■ **Directions**
The required output is the line with "detect the bright" through the final line of the entries, each one exactly as it stands.

(Phrase grounding data)
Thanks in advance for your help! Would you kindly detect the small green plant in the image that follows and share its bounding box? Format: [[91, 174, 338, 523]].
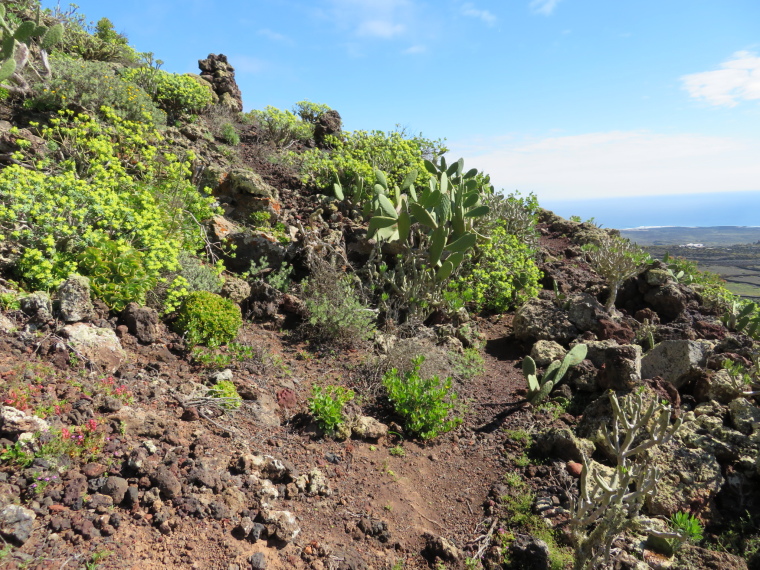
[[220, 122, 240, 146], [207, 380, 242, 410], [308, 384, 354, 433], [120, 66, 214, 121], [301, 263, 375, 347], [383, 356, 461, 440], [0, 291, 20, 310], [97, 375, 134, 405], [389, 445, 406, 457], [244, 105, 313, 148], [668, 511, 703, 550], [451, 348, 485, 380], [0, 441, 34, 467], [522, 343, 587, 405], [174, 291, 242, 348]]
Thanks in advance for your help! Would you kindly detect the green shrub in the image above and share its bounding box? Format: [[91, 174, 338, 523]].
[[293, 100, 332, 123], [295, 129, 447, 196], [177, 252, 223, 294], [244, 105, 313, 148], [301, 263, 375, 347], [0, 108, 218, 296], [120, 66, 214, 120], [207, 379, 242, 410], [174, 291, 242, 348], [220, 122, 240, 146], [57, 17, 140, 64], [32, 56, 166, 125], [447, 229, 541, 313], [77, 237, 150, 311], [382, 356, 461, 440], [308, 385, 354, 433]]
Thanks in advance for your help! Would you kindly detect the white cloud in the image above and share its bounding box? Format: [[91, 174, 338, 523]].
[[257, 29, 294, 45], [461, 3, 496, 25], [530, 0, 562, 16], [403, 44, 427, 54], [357, 19, 405, 38], [329, 0, 414, 39], [681, 51, 760, 107], [448, 130, 760, 201]]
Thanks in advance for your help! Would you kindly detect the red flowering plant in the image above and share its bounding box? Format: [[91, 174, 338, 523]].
[[41, 419, 107, 462], [97, 376, 134, 405]]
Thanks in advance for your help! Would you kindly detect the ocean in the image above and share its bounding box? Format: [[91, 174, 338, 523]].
[[541, 190, 760, 230]]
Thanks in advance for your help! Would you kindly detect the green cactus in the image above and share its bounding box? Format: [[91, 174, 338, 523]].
[[721, 300, 760, 338], [0, 5, 63, 95], [523, 343, 587, 405]]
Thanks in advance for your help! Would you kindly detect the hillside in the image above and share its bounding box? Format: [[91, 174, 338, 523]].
[[0, 4, 759, 570]]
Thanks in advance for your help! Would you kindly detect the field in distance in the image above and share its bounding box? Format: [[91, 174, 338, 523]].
[[619, 227, 760, 300]]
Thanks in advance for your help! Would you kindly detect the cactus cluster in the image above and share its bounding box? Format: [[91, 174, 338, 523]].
[[522, 343, 587, 405], [364, 156, 491, 281], [0, 4, 63, 94], [570, 391, 682, 569], [721, 300, 760, 338]]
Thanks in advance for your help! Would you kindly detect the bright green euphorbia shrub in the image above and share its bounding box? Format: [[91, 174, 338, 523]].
[[0, 108, 219, 307], [120, 67, 214, 119], [447, 228, 542, 313]]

■ **Exercise output**
Thanks in advance for your help! Would you kindly detect the bright green euphorbia shrub in the image above and share its bounding box? Format: [[91, 174, 338, 523]].
[[0, 108, 219, 307], [120, 67, 214, 119], [447, 228, 542, 313]]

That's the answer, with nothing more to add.